(Data entries)
----

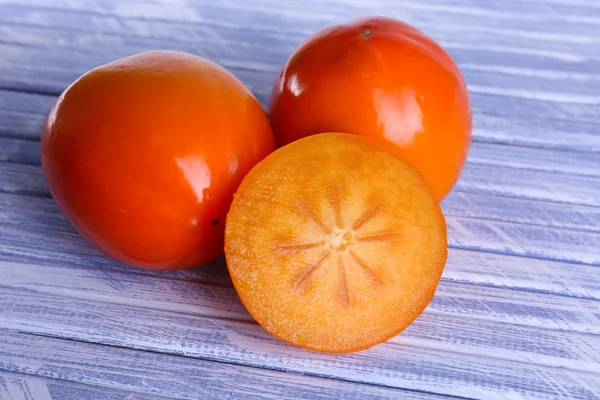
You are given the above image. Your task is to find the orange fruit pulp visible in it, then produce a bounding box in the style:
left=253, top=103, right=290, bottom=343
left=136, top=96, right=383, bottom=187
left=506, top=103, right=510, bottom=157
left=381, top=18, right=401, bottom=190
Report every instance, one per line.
left=225, top=133, right=447, bottom=353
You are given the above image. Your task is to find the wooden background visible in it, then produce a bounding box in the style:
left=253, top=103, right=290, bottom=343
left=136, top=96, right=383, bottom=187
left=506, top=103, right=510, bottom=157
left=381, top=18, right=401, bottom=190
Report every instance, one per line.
left=1, top=0, right=599, bottom=398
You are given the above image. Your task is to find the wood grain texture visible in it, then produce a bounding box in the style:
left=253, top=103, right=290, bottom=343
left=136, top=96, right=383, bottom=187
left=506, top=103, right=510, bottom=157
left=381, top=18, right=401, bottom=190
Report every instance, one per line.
left=455, top=163, right=600, bottom=207
left=1, top=287, right=599, bottom=399
left=3, top=182, right=600, bottom=239
left=1, top=197, right=600, bottom=301
left=0, top=370, right=169, bottom=400
left=1, top=4, right=599, bottom=79
left=3, top=164, right=600, bottom=266
left=0, top=137, right=40, bottom=165
left=3, top=0, right=600, bottom=51
left=0, top=0, right=599, bottom=397
left=2, top=103, right=600, bottom=179
left=446, top=216, right=600, bottom=265
left=3, top=141, right=600, bottom=207
left=0, top=1, right=599, bottom=152
left=2, top=259, right=600, bottom=355
left=443, top=191, right=600, bottom=233
left=444, top=249, right=600, bottom=301
left=0, top=332, right=421, bottom=400
left=2, top=38, right=598, bottom=128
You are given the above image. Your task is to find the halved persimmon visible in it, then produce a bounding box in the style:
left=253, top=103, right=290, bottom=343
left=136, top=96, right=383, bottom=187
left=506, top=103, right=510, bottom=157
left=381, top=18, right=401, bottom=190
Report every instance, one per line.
left=225, top=133, right=447, bottom=353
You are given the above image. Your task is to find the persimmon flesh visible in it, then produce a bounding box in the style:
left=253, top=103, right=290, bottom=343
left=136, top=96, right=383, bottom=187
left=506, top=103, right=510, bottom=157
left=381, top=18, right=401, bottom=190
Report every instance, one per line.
left=269, top=16, right=472, bottom=201
left=225, top=133, right=447, bottom=353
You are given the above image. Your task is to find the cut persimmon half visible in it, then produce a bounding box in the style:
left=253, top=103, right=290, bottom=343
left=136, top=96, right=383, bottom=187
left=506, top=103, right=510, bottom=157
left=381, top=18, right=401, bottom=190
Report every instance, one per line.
left=224, top=133, right=447, bottom=353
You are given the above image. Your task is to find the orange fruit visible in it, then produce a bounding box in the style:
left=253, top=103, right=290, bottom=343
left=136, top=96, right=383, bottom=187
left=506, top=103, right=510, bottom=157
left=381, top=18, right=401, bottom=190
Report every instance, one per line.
left=41, top=50, right=275, bottom=270
left=225, top=133, right=447, bottom=353
left=268, top=16, right=472, bottom=201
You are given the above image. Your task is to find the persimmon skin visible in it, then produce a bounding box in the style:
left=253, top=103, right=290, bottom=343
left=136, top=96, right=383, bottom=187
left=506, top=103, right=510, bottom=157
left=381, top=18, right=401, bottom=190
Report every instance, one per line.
left=225, top=133, right=447, bottom=353
left=41, top=50, right=275, bottom=270
left=269, top=16, right=472, bottom=201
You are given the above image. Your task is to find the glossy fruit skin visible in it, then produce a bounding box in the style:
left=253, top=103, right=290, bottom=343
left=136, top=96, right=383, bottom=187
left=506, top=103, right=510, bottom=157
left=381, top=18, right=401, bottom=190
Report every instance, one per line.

----

Problem → The records must appear again word for word, though none of their pictures should.

Your response →
You are given the above image. Your task is to find the orange fruit pulp visible in it, then produce a bounding box in the style:
left=253, top=103, right=290, bottom=343
left=136, top=96, right=383, bottom=187
left=506, top=103, right=510, bottom=157
left=381, top=18, right=401, bottom=190
Report every instance, one per line.
left=225, top=133, right=447, bottom=353
You are given the above image. Your task is to find the wooden background visible in it, then produce a bounding box in the style:
left=253, top=103, right=290, bottom=343
left=136, top=96, right=383, bottom=187
left=506, top=103, right=510, bottom=157
left=381, top=18, right=401, bottom=190
Report every instance, one per line.
left=1, top=0, right=599, bottom=398
You are given the above image. Your task is to find the wood grain texture visible in it, then produce a bounding box in the style:
left=253, top=103, right=290, bottom=343
left=136, top=96, right=383, bottom=187
left=506, top=103, right=510, bottom=157
left=381, top=18, right=401, bottom=190
Report every instance, one per line.
left=455, top=163, right=600, bottom=207
left=1, top=287, right=599, bottom=399
left=3, top=182, right=600, bottom=239
left=1, top=197, right=600, bottom=301
left=0, top=370, right=169, bottom=400
left=1, top=4, right=599, bottom=79
left=3, top=164, right=600, bottom=266
left=0, top=137, right=40, bottom=165
left=3, top=0, right=600, bottom=51
left=0, top=0, right=599, bottom=397
left=2, top=103, right=600, bottom=179
left=446, top=216, right=600, bottom=265
left=3, top=141, right=600, bottom=207
left=0, top=1, right=599, bottom=152
left=2, top=259, right=600, bottom=355
left=443, top=191, right=600, bottom=233
left=444, top=249, right=600, bottom=301
left=0, top=332, right=421, bottom=400
left=2, top=38, right=598, bottom=128
You are given the above image. Your task is to find the halved persimmon visible in it, then produce a bounding box in the style:
left=253, top=103, right=290, bottom=343
left=136, top=96, right=383, bottom=187
left=506, top=103, right=510, bottom=157
left=381, top=18, right=401, bottom=190
Report every instance, one per line.
left=225, top=133, right=447, bottom=353
You are given the above image. Your task is to find the persimmon flesh visible in it, then produce a bounding box in the style:
left=253, top=103, right=290, bottom=343
left=136, top=96, right=383, bottom=187
left=506, top=103, right=510, bottom=157
left=381, top=18, right=401, bottom=190
Report every instance, one per line.
left=269, top=16, right=472, bottom=201
left=225, top=133, right=447, bottom=353
You are given the above image. Your task is to find the cut persimmon half visible in it, then produce a bounding box in the style:
left=253, top=103, right=290, bottom=343
left=136, top=96, right=383, bottom=187
left=506, top=103, right=510, bottom=157
left=381, top=18, right=401, bottom=190
Report every instance, one per line.
left=224, top=133, right=447, bottom=353
You are given the above image. Your task is to find the orange fruit visible in it, then produce a bounding box in the style:
left=253, top=103, right=290, bottom=343
left=136, top=96, right=383, bottom=187
left=506, top=103, right=510, bottom=157
left=381, top=18, right=401, bottom=190
Report every instance, one per line.
left=41, top=50, right=275, bottom=270
left=225, top=133, right=447, bottom=353
left=268, top=16, right=472, bottom=201
You are given the above image. Your task is to find the persimmon skin visible in it, then produce a bounding box in the style:
left=253, top=103, right=290, bottom=343
left=136, top=96, right=383, bottom=187
left=506, top=103, right=510, bottom=157
left=381, top=18, right=401, bottom=190
Report every instance, one per line.
left=225, top=133, right=447, bottom=353
left=41, top=50, right=275, bottom=270
left=269, top=16, right=472, bottom=201
You are given the above image. Your task is to find the glossy fruit skin visible in it, then produce a bounding box in the style:
left=253, top=103, right=290, bottom=343
left=136, top=96, right=383, bottom=187
left=506, top=103, right=510, bottom=157
left=381, top=18, right=401, bottom=190
Report every instance, one per line.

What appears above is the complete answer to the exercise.